→ **Objective**:
Reproduce only the stretch of items from the line containing "of the ceiling" through the end of the items, both ends included, scaling every x and y coordinate in the answers by 1.3 and rounding to whole numbers with halves rounded up. Leave the requests and their format samples unchanged.

→ **Point-based annotation data**:
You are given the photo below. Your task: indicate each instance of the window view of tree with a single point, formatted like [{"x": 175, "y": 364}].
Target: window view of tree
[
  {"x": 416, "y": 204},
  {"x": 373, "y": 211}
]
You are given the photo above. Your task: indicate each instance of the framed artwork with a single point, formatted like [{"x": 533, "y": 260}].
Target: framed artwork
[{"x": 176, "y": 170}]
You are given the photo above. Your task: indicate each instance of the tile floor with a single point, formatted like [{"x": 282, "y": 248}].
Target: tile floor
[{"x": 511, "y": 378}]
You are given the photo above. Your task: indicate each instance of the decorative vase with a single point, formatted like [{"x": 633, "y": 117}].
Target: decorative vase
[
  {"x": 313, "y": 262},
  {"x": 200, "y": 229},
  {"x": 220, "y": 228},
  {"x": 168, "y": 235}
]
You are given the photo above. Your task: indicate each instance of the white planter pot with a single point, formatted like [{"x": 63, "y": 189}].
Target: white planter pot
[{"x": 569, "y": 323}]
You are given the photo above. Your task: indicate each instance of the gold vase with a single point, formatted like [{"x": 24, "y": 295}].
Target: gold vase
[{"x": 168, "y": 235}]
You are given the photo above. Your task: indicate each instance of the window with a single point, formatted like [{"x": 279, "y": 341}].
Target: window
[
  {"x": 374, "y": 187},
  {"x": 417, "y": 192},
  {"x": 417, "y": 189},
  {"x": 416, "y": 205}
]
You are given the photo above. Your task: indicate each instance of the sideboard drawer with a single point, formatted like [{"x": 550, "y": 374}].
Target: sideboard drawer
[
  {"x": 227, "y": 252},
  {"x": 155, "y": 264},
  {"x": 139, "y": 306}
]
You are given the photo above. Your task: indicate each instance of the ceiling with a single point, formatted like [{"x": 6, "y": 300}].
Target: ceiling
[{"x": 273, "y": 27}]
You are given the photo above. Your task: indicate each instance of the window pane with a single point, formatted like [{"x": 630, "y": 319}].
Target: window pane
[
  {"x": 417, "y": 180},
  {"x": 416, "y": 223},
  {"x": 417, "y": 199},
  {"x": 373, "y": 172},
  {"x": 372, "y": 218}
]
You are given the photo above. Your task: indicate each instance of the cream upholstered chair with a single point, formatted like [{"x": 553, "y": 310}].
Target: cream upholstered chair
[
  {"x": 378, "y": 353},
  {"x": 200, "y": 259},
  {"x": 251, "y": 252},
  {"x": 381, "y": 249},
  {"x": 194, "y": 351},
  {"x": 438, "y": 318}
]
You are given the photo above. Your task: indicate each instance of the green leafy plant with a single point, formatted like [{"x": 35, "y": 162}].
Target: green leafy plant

→ **Task output**:
You are given the photo above. Your task: indicate each instance of the ceiling with a single point, formatted like [{"x": 6, "y": 300}].
Target: ceiling
[{"x": 355, "y": 35}]
You are given the photo above. Your task: indicate each instance of the window pane with a single point, formatted like [{"x": 630, "y": 319}].
Target: window pane
[
  {"x": 542, "y": 234},
  {"x": 541, "y": 290},
  {"x": 542, "y": 259},
  {"x": 485, "y": 224},
  {"x": 484, "y": 283}
]
You are given the photo above. Your task: indicate each instance of the cream upholstered chair with a single point, formatted like [{"x": 553, "y": 310}].
Target: cream upholstered chair
[
  {"x": 491, "y": 459},
  {"x": 260, "y": 337},
  {"x": 326, "y": 328},
  {"x": 495, "y": 324},
  {"x": 252, "y": 456},
  {"x": 569, "y": 413}
]
You are given the photo above. Your task: indicate each instance of the green leafy plant with a single point, formatted like [{"x": 35, "y": 162}].
Target: green leafy plant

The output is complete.